- _GIVEN RECORDS_
***

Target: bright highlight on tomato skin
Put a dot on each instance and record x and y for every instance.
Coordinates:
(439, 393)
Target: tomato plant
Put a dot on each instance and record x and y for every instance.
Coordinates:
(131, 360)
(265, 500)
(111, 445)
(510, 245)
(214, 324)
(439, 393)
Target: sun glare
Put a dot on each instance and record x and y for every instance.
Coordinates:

***

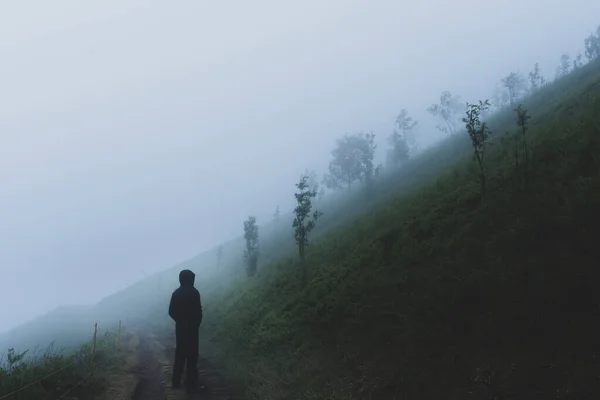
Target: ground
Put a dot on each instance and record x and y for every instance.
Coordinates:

***

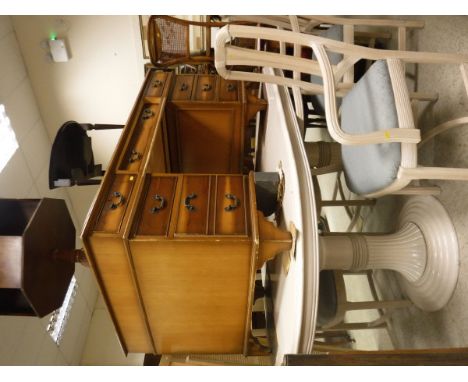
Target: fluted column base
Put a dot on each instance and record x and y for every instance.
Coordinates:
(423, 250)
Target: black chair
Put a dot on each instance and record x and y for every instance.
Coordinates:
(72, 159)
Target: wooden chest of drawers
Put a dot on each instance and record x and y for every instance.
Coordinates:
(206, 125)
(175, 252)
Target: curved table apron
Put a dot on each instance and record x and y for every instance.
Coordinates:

***

Identify each line above that contains the string "tomato", matching case exactly, and copy those lines in full.

- _EXERCISE RESULT_
Target: bright highlight on tomato skin
Target: tomato plant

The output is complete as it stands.